§ EXERCISE AIM: Return each line of the data below exactly, omitting any pictures.

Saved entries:
......

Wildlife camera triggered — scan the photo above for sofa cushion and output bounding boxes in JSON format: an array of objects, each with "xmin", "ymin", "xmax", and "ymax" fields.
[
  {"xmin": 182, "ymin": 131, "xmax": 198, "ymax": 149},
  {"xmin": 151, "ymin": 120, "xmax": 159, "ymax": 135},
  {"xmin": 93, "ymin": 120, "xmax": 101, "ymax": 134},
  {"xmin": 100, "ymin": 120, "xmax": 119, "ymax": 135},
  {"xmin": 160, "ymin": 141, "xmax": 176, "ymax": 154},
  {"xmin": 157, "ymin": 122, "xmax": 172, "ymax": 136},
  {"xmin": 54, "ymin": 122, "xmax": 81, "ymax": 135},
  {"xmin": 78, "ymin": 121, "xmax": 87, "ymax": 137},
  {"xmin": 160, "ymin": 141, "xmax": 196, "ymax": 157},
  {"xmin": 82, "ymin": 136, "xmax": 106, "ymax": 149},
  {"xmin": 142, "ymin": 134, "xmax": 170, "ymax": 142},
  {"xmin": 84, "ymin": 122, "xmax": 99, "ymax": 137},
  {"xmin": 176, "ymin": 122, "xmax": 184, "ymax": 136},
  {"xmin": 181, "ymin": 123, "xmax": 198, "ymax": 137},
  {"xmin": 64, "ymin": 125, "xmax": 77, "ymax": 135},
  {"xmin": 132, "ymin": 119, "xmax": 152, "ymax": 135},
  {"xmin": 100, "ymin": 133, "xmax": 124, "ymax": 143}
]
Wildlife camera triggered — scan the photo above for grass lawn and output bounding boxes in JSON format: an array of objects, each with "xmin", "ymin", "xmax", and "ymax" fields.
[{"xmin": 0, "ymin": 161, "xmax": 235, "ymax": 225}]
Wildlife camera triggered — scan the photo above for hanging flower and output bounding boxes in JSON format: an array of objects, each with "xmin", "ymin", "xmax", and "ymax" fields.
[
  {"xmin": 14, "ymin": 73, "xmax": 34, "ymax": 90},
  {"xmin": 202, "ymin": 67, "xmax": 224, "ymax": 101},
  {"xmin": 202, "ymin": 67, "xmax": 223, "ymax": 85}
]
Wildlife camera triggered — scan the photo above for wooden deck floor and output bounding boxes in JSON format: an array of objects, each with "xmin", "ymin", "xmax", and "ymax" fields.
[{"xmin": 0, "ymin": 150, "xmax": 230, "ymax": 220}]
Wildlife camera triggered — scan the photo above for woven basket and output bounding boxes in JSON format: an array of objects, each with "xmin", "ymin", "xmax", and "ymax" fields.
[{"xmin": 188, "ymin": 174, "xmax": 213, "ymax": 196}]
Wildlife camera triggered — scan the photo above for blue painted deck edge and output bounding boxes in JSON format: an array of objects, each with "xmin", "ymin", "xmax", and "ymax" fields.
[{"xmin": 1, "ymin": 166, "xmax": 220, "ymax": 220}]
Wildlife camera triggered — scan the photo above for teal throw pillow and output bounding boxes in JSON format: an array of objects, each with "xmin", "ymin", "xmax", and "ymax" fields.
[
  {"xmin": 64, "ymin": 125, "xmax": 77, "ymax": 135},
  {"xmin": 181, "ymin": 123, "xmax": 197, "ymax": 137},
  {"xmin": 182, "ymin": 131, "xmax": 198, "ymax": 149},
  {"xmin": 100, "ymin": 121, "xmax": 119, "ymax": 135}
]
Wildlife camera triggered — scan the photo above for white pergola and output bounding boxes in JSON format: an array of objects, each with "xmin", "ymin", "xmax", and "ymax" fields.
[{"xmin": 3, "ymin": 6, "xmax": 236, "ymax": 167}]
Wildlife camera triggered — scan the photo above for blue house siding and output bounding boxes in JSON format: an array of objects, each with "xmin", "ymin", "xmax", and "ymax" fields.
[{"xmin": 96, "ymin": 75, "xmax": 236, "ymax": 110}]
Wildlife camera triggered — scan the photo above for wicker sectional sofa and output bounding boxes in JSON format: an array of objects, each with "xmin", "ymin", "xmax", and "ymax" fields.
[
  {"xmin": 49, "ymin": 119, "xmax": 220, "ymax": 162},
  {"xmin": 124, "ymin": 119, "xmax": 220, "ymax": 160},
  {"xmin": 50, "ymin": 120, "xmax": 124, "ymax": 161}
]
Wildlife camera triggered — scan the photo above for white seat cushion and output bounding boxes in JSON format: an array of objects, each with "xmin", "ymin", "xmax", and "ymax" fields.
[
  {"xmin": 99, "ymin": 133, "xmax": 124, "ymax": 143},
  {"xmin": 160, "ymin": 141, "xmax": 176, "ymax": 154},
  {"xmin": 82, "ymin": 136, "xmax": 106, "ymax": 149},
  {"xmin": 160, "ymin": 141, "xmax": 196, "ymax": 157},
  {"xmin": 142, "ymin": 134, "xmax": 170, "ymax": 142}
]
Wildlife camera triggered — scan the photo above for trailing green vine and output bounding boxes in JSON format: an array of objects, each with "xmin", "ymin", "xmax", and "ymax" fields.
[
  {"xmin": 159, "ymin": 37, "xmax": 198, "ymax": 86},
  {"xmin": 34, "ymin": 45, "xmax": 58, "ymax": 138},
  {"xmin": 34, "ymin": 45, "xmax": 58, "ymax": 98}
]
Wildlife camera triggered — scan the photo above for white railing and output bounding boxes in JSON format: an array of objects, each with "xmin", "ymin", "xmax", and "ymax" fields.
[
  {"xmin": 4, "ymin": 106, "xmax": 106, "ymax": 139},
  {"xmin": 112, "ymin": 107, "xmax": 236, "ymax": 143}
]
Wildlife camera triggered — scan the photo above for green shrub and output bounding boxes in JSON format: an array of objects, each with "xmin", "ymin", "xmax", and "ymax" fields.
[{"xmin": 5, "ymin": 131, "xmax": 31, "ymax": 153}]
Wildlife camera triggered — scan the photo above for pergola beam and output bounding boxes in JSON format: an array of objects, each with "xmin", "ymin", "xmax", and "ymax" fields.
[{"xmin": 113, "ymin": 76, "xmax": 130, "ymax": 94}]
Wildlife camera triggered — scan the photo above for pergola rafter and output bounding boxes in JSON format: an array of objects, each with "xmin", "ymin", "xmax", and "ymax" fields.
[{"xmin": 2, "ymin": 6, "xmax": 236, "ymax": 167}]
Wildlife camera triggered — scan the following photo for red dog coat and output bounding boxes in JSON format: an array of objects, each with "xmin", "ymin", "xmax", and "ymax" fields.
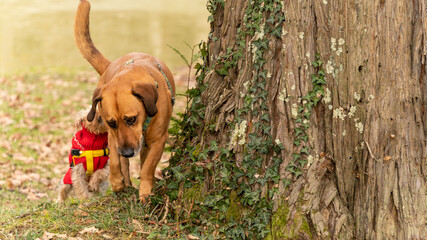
[{"xmin": 63, "ymin": 125, "xmax": 109, "ymax": 185}]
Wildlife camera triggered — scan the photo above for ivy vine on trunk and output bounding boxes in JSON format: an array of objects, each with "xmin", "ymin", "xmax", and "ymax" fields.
[{"xmin": 156, "ymin": 0, "xmax": 427, "ymax": 239}]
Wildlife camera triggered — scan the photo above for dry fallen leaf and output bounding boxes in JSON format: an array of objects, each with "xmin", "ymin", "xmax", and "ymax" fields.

......

§ RESPONSE TO THIS EXERCISE:
Wildlife camera triggered — scan the photo above for sofa cushion and output bounding boxes in JSON format: an array of objects, each with "xmin", "ymin", "xmax", and "ymax" fields.
[
  {"xmin": 182, "ymin": 131, "xmax": 198, "ymax": 149},
  {"xmin": 151, "ymin": 120, "xmax": 159, "ymax": 135},
  {"xmin": 93, "ymin": 120, "xmax": 101, "ymax": 134},
  {"xmin": 100, "ymin": 120, "xmax": 119, "ymax": 135},
  {"xmin": 160, "ymin": 141, "xmax": 176, "ymax": 154},
  {"xmin": 157, "ymin": 122, "xmax": 172, "ymax": 136},
  {"xmin": 54, "ymin": 122, "xmax": 81, "ymax": 135},
  {"xmin": 78, "ymin": 121, "xmax": 87, "ymax": 137},
  {"xmin": 160, "ymin": 141, "xmax": 196, "ymax": 157},
  {"xmin": 82, "ymin": 136, "xmax": 106, "ymax": 149},
  {"xmin": 142, "ymin": 134, "xmax": 170, "ymax": 142},
  {"xmin": 84, "ymin": 122, "xmax": 99, "ymax": 137},
  {"xmin": 176, "ymin": 122, "xmax": 184, "ymax": 136},
  {"xmin": 181, "ymin": 123, "xmax": 198, "ymax": 137},
  {"xmin": 64, "ymin": 125, "xmax": 77, "ymax": 135},
  {"xmin": 132, "ymin": 119, "xmax": 152, "ymax": 135},
  {"xmin": 100, "ymin": 133, "xmax": 124, "ymax": 143}
]
Wildlife camera triggered — scan the photo above for grass lawn and output bounding boxes in JSON format: an array of objects, each with "xmin", "ymin", "xmax", and "ymax" fields.
[{"xmin": 0, "ymin": 161, "xmax": 235, "ymax": 225}]
Wildlife camera triggered — scan the photo above for hanging flower and output bounding boxes in JSON format: an array of objects, each with "xmin", "ymin", "xmax", and "ymax" fields.
[
  {"xmin": 14, "ymin": 73, "xmax": 34, "ymax": 90},
  {"xmin": 202, "ymin": 67, "xmax": 224, "ymax": 101},
  {"xmin": 202, "ymin": 67, "xmax": 223, "ymax": 85}
]
Wildlife camera triggered — scan the photo above for wooden deck floor and output bounding boxes in JSON format: an array of objects, each with "xmin", "ymin", "xmax", and "ymax" fields.
[{"xmin": 0, "ymin": 150, "xmax": 230, "ymax": 220}]
Wildlife camera triggered — scan the photo above for woven basket and output bounding boxes in JSON format: an array of objects, each with "xmin", "ymin", "xmax", and "ymax" fields.
[{"xmin": 188, "ymin": 174, "xmax": 213, "ymax": 196}]
Wildlife camera triggered — scan the photo above for blue painted deck edge and output bounding boxes in JSON format: an array of objects, each with "xmin", "ymin", "xmax", and "ymax" fields.
[{"xmin": 1, "ymin": 166, "xmax": 220, "ymax": 220}]
Wildlife camera triggered — scan the photo above for teal throw pillow and output bounding boxes in JSON format: an array of objects, each with "xmin", "ymin", "xmax", and "ymax" fields.
[
  {"xmin": 64, "ymin": 125, "xmax": 77, "ymax": 135},
  {"xmin": 181, "ymin": 123, "xmax": 197, "ymax": 137},
  {"xmin": 182, "ymin": 131, "xmax": 198, "ymax": 149},
  {"xmin": 100, "ymin": 121, "xmax": 119, "ymax": 135}
]
Wildlife camera triggered — scan the photo above for white pergola and output bounding boxes in JSON format: an array of objects, each with "xmin", "ymin", "xmax", and "ymax" fields.
[{"xmin": 3, "ymin": 6, "xmax": 236, "ymax": 167}]
Wildlife camera triggered — scan the photo above for blue house siding and output bounding boxes in JSON format: an array of objects, each with "xmin", "ymin", "xmax", and "ymax" fields.
[{"xmin": 96, "ymin": 75, "xmax": 236, "ymax": 110}]
Wildlife camera triggered — scan the photo above for wicker sectional sofa and output bounding boxes in JSON format: an array of objects, each with "xmin", "ymin", "xmax", and "ymax" fields.
[
  {"xmin": 49, "ymin": 119, "xmax": 220, "ymax": 162},
  {"xmin": 124, "ymin": 119, "xmax": 220, "ymax": 160},
  {"xmin": 50, "ymin": 120, "xmax": 124, "ymax": 161}
]
Wildlife camera triggered — scan the photo above for white seat cushion and output bounding boxes in JSON format: an array of objects, each with "xmin", "ymin", "xmax", and "ymax" fields.
[
  {"xmin": 99, "ymin": 133, "xmax": 124, "ymax": 143},
  {"xmin": 160, "ymin": 141, "xmax": 176, "ymax": 154},
  {"xmin": 82, "ymin": 136, "xmax": 106, "ymax": 149},
  {"xmin": 160, "ymin": 141, "xmax": 196, "ymax": 157},
  {"xmin": 142, "ymin": 134, "xmax": 170, "ymax": 142}
]
Wildlife camera triggered — scan the photo above for trailing green vine and output bounding boxes in JSON format: an array of objects, each with "xmin", "ymin", "xmax", and "ymax" fields.
[
  {"xmin": 159, "ymin": 37, "xmax": 198, "ymax": 86},
  {"xmin": 34, "ymin": 45, "xmax": 58, "ymax": 138},
  {"xmin": 34, "ymin": 45, "xmax": 58, "ymax": 98}
]
Wildlife camera triggered — scan the photo above for white railing and output bounding boxes in JSON format: an array of objects, each with "xmin", "ymin", "xmax", and "ymax" fields.
[
  {"xmin": 4, "ymin": 106, "xmax": 106, "ymax": 139},
  {"xmin": 112, "ymin": 107, "xmax": 236, "ymax": 143}
]
Wildlife camera triggered — scan the photo above for green shrub and output bounding boxes in JSON format: an array of objects, each with "xmin", "ymin", "xmax", and "ymax" fields.
[{"xmin": 5, "ymin": 131, "xmax": 31, "ymax": 153}]
Wildlife camera triggered — scan the photo above for pergola beam and output bounding boxes in JSON format: an array of objects, each with "xmin", "ymin", "xmax", and "ymax" fields.
[{"xmin": 113, "ymin": 76, "xmax": 130, "ymax": 94}]
Wildlife camera triggered — scan the photo above for pergola rafter and output bounding boxes in JSON format: an array of objects, each with "xmin", "ymin", "xmax", and "ymax" fields.
[{"xmin": 2, "ymin": 6, "xmax": 236, "ymax": 167}]
Wildlife camera triggered — scan the following photo for red dog coat and output bounding boxes in JSON format: an array of objects, each with "xmin", "ymin", "xmax", and "ymax" fields.
[{"xmin": 63, "ymin": 125, "xmax": 109, "ymax": 185}]
Wildlife camera triggered — scan the photo above for ivy vine on trunk and output bounding boxes in JSON format: an array of objects, each with "xmin", "ymin", "xmax", and "ymax" fields.
[{"xmin": 156, "ymin": 0, "xmax": 427, "ymax": 239}]
Wildlife camera triggered — scan the photo above for dry fallen leaf and output bounding boxes in JSON format: an array of objects, each with "xmin", "ymin", "xmax", and "ymax" fields.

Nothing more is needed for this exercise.